▶ [Required task]
Add 69 to each coordinate in the material below and write out every line, from the one containing "of the costume" through the final line of the material, inclusive, leaving all other text unchanged.

━━━━━━━━━━━━━━━━━━━━

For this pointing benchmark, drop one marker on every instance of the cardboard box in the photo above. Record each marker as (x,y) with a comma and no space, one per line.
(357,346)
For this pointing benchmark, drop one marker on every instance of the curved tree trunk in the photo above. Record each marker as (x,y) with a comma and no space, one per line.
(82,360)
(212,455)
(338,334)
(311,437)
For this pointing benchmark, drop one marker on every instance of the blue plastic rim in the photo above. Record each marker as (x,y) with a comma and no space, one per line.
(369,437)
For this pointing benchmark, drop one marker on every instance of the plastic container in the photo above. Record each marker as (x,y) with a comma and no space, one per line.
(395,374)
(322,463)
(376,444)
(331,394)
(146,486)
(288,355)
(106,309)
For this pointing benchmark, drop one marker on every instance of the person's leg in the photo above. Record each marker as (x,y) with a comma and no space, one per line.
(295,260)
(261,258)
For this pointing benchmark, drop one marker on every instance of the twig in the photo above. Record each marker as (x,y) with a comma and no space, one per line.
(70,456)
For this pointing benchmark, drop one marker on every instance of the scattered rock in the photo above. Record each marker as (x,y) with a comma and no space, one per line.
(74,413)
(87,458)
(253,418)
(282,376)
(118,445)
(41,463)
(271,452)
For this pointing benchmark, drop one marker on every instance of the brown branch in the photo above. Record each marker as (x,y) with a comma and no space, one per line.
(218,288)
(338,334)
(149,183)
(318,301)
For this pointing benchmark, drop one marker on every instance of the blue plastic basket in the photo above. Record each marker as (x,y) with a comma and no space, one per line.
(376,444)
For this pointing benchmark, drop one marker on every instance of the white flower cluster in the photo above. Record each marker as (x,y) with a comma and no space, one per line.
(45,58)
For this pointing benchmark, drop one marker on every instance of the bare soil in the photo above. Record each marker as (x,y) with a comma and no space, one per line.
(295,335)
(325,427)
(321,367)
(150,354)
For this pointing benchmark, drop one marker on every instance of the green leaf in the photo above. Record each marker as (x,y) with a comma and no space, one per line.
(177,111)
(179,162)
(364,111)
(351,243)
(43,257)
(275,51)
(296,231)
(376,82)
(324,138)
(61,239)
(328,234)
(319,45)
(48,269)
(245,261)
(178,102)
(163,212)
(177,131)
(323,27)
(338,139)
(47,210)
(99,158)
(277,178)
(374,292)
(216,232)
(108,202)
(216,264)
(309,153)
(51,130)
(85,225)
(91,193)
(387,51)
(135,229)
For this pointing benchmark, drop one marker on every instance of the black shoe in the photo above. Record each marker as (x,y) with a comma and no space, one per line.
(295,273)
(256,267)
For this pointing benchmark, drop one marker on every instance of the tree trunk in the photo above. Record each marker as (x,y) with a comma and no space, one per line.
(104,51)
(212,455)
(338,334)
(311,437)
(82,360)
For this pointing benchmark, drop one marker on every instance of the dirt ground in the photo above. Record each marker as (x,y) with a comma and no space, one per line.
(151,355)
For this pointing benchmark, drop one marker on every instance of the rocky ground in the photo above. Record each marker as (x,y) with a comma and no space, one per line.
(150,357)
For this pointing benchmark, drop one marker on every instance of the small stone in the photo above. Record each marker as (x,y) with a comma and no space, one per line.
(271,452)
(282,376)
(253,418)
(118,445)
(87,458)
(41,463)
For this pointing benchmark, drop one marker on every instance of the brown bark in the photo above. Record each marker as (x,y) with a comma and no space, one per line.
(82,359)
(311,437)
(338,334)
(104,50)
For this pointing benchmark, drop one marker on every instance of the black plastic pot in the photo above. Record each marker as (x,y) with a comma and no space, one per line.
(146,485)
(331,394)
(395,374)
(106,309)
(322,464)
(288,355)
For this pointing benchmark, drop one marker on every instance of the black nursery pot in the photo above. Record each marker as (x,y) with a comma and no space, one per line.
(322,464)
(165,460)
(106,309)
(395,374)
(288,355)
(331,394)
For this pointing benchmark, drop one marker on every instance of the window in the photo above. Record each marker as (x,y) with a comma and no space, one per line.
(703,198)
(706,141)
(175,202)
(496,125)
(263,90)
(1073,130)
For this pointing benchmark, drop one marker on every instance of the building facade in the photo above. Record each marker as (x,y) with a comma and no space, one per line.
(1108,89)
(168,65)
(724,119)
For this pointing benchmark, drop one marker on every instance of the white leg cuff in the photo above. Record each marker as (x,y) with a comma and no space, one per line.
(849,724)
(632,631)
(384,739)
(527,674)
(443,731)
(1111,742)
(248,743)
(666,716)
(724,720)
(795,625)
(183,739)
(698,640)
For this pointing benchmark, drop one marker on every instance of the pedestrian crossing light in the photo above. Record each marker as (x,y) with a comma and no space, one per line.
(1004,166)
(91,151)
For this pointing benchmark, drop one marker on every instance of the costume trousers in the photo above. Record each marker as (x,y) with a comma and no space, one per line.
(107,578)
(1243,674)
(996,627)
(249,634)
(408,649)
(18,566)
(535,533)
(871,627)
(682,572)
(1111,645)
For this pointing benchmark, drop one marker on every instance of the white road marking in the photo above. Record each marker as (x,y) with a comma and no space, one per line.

━━━━━━━━━━━━━━━━━━━━

▶ [Result of the exercise]
For this pointing benchmark, drop one marker on every instance of the costume trousers in the photo above. Record each marker as (x,y) with a comma and no space, one per line.
(176,647)
(1312,743)
(1065,696)
(318,703)
(477,718)
(87,635)
(604,602)
(940,696)
(751,641)
(1180,714)
For this pointing benchmark, drop one marker on every instance of the white road marking in the photo above. Record each marker as (x,y) with a comma and no space, one per line.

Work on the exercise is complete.